● Goal A:
According to the court opinion excerpt, on which section of ERISA is jurisdiction of both actions predicated?

● Document segment:
──────
The opinion of the court was delivered by: Will, District Judge.


The plaintiff Secretary of Labor (the Secretary) has moved to strike the jury demand which certain defendants (hereinafter to be collectively referred to as "Amalgamated") filed in both Donovan v. Robbins, 78 C 4075 (Robbins) and Donovan v. Dorfman, 82 C 7951 (Dorfman) on February 18, 1983 and to strike the August 2, 1983 jury demand of defendant John F. Spickerman (Spickerman) in Robbins. For the reasons hereinafter stated, we conclude that there is no basis for a jury trial of the issues raised in the Second Amended Complaint in Robbins and the Amended Complaint in Dorfman. We further conclude, however, that Amalgamated, by its alleged failure to file a supplemental jury demand with respect to issues raised in its March 2, 1983 cross claims against the Central States, Southeast and Southwest Areas Health and Welfare Fund (the Fund) and the Fund's current trustees, has not waived its right to a jury trial as to those issues.

The Secretary's Cause of Action

The Secretary has brought these actions under the Employee Retirement Income Security Act of 1974 (ERISA) to challenge a series of contracts between the Fund and Amalgamated for provision of claims processing services and the course of performance under those agreements. Jurisdiction of both actions is predicated on Section 502(e) of ERISA, 29 U.S.C. § 1132 (e). The Secretary seeks relief under section 502(a)(2) and (5) of ERISA, 29 U.S.C. § 1132 (a)(2) and (5).
──────
● The data:

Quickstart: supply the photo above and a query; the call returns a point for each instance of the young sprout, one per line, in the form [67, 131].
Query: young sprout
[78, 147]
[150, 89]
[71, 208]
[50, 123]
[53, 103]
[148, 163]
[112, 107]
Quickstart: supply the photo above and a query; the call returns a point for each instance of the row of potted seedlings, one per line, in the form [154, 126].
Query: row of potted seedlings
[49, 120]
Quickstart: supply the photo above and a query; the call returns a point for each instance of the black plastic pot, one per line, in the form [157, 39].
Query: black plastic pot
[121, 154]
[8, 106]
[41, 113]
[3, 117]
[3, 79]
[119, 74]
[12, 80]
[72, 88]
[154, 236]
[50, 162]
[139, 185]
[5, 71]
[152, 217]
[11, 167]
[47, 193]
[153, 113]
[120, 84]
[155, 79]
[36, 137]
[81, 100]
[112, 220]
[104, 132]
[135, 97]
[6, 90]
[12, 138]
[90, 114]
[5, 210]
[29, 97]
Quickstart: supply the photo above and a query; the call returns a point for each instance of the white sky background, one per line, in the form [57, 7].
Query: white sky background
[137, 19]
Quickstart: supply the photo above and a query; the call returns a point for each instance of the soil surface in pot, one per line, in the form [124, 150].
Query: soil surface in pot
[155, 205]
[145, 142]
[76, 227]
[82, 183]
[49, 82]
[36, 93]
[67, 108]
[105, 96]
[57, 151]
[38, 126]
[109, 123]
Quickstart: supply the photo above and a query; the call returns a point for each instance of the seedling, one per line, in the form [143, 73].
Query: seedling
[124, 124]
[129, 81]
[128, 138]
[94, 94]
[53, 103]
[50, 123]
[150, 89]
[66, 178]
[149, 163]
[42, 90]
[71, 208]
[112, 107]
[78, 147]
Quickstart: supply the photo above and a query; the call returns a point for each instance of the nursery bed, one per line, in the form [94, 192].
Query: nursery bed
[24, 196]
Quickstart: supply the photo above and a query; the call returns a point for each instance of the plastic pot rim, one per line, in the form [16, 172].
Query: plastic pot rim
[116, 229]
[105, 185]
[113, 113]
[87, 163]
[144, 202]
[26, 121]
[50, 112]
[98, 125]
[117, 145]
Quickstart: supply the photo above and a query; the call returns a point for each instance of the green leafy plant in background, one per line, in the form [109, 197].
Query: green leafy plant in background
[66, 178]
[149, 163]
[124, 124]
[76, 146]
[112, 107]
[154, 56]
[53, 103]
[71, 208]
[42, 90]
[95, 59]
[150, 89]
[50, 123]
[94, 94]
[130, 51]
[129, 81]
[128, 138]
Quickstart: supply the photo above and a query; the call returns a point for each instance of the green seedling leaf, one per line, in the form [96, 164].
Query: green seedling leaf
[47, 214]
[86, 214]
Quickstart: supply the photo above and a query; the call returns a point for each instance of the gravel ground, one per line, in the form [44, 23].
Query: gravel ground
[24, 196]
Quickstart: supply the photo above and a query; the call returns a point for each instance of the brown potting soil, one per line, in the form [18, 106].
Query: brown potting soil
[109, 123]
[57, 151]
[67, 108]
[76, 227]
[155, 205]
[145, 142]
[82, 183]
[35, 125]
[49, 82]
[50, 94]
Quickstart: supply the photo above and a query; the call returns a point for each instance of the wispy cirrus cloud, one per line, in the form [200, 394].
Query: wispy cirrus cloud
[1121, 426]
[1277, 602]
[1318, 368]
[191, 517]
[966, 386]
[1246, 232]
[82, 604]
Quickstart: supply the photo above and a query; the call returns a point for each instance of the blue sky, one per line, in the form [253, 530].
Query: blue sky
──────
● Goal B:
Locate every line of the entries that contains the string "cirrus" and copy each one.

● Complete response A:
Section 502(e) of ERISA, 29 U.S.C. § 1132(e).

● Complete response B:
Quickstart: supply the photo above and a query; the call returns a point for each instance of the wispy cirrus cloud, one per line, in the form [200, 394].
Query: wispy cirrus cloud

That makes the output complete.